** start RECORD SET **

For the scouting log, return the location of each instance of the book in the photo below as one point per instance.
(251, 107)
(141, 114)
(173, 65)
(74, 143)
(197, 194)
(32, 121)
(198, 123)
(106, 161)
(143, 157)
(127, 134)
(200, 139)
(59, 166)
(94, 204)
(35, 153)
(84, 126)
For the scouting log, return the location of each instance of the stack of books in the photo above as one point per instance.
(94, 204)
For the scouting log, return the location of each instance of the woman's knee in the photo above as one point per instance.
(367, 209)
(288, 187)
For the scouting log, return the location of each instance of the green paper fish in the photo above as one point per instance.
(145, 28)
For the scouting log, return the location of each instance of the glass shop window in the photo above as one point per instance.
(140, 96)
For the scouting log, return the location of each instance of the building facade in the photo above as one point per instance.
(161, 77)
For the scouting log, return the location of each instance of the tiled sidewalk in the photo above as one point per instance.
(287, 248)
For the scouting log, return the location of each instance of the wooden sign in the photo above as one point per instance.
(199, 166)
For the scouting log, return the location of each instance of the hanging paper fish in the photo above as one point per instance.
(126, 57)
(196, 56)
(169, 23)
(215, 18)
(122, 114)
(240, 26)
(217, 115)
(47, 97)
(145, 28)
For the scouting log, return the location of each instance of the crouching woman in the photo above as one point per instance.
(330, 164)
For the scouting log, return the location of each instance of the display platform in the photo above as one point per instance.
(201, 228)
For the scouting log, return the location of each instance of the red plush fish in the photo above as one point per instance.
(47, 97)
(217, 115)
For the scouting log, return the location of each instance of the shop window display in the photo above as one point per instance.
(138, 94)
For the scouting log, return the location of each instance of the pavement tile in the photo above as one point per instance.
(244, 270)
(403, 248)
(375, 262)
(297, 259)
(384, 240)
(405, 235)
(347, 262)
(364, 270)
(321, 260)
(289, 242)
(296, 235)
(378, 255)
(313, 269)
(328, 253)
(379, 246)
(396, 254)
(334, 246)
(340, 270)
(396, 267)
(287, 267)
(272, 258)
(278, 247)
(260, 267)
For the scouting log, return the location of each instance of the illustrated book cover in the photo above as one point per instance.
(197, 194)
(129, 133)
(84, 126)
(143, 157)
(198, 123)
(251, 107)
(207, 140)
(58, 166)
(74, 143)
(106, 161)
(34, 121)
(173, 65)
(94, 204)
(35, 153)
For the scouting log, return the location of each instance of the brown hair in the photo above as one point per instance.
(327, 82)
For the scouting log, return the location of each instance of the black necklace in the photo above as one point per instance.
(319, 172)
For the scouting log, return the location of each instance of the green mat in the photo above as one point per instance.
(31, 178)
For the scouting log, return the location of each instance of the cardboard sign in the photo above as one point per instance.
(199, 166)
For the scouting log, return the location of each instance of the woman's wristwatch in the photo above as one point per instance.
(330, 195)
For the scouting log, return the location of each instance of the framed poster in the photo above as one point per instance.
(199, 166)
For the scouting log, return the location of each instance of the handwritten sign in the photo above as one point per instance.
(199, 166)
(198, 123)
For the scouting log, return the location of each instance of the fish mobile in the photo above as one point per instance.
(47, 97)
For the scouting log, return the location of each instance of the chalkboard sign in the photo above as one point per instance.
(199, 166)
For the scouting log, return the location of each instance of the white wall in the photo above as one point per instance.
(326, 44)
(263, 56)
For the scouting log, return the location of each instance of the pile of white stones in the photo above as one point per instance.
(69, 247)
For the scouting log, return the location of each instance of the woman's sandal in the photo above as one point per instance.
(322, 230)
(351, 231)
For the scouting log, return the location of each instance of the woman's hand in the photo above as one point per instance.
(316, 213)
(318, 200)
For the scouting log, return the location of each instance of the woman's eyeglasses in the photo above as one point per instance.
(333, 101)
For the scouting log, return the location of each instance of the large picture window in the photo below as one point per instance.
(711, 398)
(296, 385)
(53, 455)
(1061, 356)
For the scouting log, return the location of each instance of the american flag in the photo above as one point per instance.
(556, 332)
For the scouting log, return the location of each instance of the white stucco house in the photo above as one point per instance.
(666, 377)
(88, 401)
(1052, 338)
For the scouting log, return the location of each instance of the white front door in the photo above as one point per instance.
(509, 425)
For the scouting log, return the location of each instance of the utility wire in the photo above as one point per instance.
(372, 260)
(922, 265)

** end RECORD SET **

__WHAT IS EXPECTED__: Rescale the coordinates in the answers for everything from the line containing "the white front" down through the end of the items. Multiply each coordinate by 1.15, round to whole numbers with halves rounded up, and give all of those lines again with their requests included and unchanged.

__THE RESPONSE__:
For the scouting log, return the location of each instance of the white front door in the photo above as one point per instance.
(585, 489)
For the scouting log, return the location of each instance of the utility wire in the photo above as one point per instance.
(428, 299)
(1060, 305)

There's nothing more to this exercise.